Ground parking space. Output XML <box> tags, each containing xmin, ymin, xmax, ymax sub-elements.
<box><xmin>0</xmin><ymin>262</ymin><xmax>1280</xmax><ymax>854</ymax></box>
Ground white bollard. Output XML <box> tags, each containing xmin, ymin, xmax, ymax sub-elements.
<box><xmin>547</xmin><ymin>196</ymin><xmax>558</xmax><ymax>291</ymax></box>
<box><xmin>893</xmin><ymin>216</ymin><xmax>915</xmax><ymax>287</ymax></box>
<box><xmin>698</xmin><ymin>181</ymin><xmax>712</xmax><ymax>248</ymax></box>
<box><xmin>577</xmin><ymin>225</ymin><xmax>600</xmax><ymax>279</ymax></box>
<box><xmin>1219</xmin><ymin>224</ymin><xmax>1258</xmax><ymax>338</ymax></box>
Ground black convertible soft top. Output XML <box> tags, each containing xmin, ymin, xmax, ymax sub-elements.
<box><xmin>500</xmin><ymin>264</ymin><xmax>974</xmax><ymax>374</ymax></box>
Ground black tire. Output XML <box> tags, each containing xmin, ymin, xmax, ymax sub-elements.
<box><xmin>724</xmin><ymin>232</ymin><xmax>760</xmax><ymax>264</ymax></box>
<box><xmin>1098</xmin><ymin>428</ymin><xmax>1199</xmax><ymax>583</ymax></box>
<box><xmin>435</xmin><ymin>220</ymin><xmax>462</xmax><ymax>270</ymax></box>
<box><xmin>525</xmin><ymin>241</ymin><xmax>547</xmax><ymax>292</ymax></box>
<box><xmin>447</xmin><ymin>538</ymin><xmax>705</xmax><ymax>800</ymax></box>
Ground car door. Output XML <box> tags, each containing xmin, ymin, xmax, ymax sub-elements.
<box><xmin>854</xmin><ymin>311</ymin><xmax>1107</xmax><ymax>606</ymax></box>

..........

Count the lines in the material above that contain the word "each", treating uppercase and lowercase as different. Reply with the number only.

:: Task response ::
5